Input material Start Marker
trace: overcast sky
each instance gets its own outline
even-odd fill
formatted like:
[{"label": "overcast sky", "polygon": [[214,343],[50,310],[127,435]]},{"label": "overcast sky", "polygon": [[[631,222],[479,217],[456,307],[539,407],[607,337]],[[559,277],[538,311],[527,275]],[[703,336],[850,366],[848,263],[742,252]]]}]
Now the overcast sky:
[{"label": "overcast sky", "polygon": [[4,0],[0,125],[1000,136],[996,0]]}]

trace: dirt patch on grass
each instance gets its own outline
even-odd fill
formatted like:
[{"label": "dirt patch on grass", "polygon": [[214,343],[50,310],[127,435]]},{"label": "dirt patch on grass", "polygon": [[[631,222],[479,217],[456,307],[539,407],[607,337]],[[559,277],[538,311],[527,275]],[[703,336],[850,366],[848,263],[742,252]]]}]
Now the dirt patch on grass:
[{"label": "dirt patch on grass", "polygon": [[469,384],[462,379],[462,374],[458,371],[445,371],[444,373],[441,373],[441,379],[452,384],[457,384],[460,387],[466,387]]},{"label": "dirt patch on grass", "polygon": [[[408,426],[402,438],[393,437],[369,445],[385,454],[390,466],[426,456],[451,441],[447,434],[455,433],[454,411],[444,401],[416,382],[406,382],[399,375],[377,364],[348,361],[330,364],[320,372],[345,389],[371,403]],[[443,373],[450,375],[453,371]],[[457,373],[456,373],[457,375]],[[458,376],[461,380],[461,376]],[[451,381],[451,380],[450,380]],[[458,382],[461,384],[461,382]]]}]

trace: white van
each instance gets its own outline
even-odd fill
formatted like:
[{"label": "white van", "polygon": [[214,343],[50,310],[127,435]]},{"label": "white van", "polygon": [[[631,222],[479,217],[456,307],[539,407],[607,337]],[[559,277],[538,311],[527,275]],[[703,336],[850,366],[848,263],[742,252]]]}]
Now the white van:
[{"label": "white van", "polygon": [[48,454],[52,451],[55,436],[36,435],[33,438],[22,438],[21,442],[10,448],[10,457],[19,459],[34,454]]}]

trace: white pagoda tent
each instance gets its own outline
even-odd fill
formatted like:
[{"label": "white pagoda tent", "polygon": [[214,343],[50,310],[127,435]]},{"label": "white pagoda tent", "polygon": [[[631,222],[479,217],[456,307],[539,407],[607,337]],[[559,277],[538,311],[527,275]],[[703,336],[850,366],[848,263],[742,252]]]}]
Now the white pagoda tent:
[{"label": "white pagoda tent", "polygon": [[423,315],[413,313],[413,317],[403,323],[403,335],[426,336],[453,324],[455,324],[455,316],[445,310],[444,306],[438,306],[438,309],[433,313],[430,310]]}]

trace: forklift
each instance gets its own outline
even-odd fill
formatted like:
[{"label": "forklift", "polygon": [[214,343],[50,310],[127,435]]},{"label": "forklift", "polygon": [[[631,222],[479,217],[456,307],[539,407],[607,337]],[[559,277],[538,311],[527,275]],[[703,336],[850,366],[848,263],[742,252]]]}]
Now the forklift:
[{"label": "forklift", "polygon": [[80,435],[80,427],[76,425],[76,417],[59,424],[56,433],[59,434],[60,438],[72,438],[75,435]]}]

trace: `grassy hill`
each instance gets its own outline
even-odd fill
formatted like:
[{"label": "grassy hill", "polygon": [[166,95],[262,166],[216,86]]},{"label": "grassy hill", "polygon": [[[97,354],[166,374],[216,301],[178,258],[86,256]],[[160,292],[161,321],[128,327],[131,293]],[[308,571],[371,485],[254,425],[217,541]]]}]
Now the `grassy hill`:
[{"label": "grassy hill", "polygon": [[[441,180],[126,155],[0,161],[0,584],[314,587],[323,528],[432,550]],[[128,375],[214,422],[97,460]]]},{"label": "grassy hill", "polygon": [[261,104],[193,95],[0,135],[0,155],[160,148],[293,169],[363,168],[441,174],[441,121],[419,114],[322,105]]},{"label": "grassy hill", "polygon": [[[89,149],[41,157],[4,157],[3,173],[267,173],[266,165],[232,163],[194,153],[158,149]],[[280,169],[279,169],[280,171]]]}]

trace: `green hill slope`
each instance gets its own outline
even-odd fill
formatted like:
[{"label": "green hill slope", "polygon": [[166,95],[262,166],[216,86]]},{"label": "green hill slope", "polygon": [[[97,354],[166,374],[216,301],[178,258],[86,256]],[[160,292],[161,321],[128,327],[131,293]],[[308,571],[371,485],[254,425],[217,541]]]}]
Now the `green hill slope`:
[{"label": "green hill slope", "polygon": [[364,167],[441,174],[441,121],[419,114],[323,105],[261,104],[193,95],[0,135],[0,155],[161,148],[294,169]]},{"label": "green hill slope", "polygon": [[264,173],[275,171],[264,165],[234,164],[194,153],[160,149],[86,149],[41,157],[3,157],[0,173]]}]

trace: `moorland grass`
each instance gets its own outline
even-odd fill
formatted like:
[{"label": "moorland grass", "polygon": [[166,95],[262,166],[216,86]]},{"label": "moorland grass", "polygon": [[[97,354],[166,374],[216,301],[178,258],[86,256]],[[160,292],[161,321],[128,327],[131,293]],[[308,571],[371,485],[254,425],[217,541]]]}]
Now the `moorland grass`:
Input material End Marker
Exercise details:
Write the records out again, character for character.

Result for this task:
trace: overcast sky
each instance gets its own outline
even-odd fill
formatted like:
[{"label": "overcast sky", "polygon": [[214,343],[50,310],[127,435]]},{"label": "overcast sky", "polygon": [[[631,222],[479,217],[456,307],[539,407],[607,337]],[[559,277],[538,311],[527,275]],[[703,336],[850,366],[848,263],[742,252]]]}]
Now the overcast sky:
[{"label": "overcast sky", "polygon": [[4,0],[0,125],[1000,136],[996,0]]}]

trace: dirt patch on grass
each instance gets its own outline
even-odd fill
formatted like:
[{"label": "dirt patch on grass", "polygon": [[214,343],[50,310],[127,435]]},{"label": "dirt patch on grass", "polygon": [[[631,222],[479,217],[456,307],[539,407],[607,337]],[[559,277],[538,311],[527,275]],[[703,336],[850,366],[848,263],[742,252]]]}]
Now the dirt patch on grass:
[{"label": "dirt patch on grass", "polygon": [[469,384],[462,379],[462,374],[458,371],[445,371],[444,373],[441,373],[441,379],[452,384],[457,384],[460,387],[466,387]]},{"label": "dirt patch on grass", "polygon": [[[408,426],[402,438],[393,437],[369,445],[385,454],[390,466],[426,456],[451,441],[447,434],[455,433],[454,411],[444,401],[416,382],[406,382],[399,375],[377,364],[348,361],[330,364],[320,372],[345,389],[371,403]],[[443,373],[450,375],[453,371]],[[457,373],[456,373],[457,375]],[[458,376],[461,380],[461,376]],[[451,381],[451,380],[450,380]],[[458,382],[461,384],[461,382]]]}]

trace: white van
each instance gets its own outline
even-odd fill
formatted like:
[{"label": "white van", "polygon": [[214,343],[50,310],[127,435]]},{"label": "white van", "polygon": [[[631,222],[479,217],[456,307],[539,407],[607,337]],[[559,277],[538,311],[527,275]],[[703,336],[850,366],[848,263],[742,252]]]}]
Now the white van:
[{"label": "white van", "polygon": [[48,454],[52,451],[55,436],[36,435],[33,438],[22,438],[21,442],[10,448],[10,457],[19,459],[34,454]]}]

trace: white pagoda tent
each instance gets its own outline
even-odd fill
formatted like:
[{"label": "white pagoda tent", "polygon": [[214,343],[50,310],[127,435]]},{"label": "white pagoda tent", "polygon": [[[631,222],[479,217],[456,307],[539,407],[607,337]],[[559,277],[538,311],[527,275]],[[703,336],[850,366],[848,263],[742,252]]]}]
Now the white pagoda tent:
[{"label": "white pagoda tent", "polygon": [[423,315],[413,313],[413,317],[403,323],[403,335],[426,336],[453,324],[455,324],[455,316],[445,310],[444,306],[438,306],[438,309],[433,313],[430,310]]}]

trace: forklift
each instance gets its own outline
even-odd fill
formatted like:
[{"label": "forklift", "polygon": [[214,343],[50,310],[127,435]]},{"label": "forklift", "polygon": [[[631,222],[479,217],[456,307],[539,407],[607,337]],[[559,277],[538,311],[527,275]],[[703,336],[850,366],[848,263],[742,252]]]}]
Now the forklift:
[{"label": "forklift", "polygon": [[80,435],[80,427],[76,425],[76,417],[59,424],[56,433],[59,434],[60,438],[72,438],[75,435]]}]

trace: `grassy hill`
each instance gets its own outline
even-odd fill
formatted like:
[{"label": "grassy hill", "polygon": [[166,95],[262,166],[216,86]]},{"label": "grassy hill", "polygon": [[[97,354],[166,374],[216,301],[178,258],[86,256]],[[160,292],[161,321],[128,327],[131,293]],[[308,571],[371,485],[254,425],[217,541]]]}]
Now the `grassy hill`:
[{"label": "grassy hill", "polygon": [[[441,180],[126,155],[0,161],[0,584],[314,587],[323,528],[432,550]],[[128,375],[214,422],[97,460]]]},{"label": "grassy hill", "polygon": [[261,104],[193,95],[0,135],[0,155],[160,148],[293,169],[363,168],[441,174],[441,121],[419,114],[322,105]]},{"label": "grassy hill", "polygon": [[[89,149],[41,157],[4,157],[3,173],[267,173],[266,165],[232,163],[194,153],[158,149]],[[280,169],[279,169],[280,171]]]}]

trace: `green hill slope`
each instance gets its own outline
even-odd fill
formatted like:
[{"label": "green hill slope", "polygon": [[166,95],[262,166],[216,86]]},{"label": "green hill slope", "polygon": [[[97,354],[166,374],[216,301],[178,258],[86,256]],[[160,292],[161,321],[128,327],[131,293]],[[308,571],[371,485],[254,425],[217,541]]]}]
Now the `green hill slope`:
[{"label": "green hill slope", "polygon": [[364,167],[441,174],[441,121],[419,114],[323,105],[261,104],[193,95],[0,135],[0,155],[161,148],[294,169]]},{"label": "green hill slope", "polygon": [[264,173],[275,171],[264,165],[234,164],[194,153],[160,149],[86,149],[41,157],[3,157],[0,173]]}]

trace: `moorland grass`
each instance gets its own outline
even-odd fill
formatted like:
[{"label": "moorland grass", "polygon": [[166,95],[262,166],[216,86]]},{"label": "moorland grass", "polygon": [[[97,354],[166,374],[216,301],[178,258],[86,256]],[[160,292],[161,321],[128,327],[131,293]],[[308,571],[371,485],[254,425],[217,541]]]}]
Now the `moorland grass`:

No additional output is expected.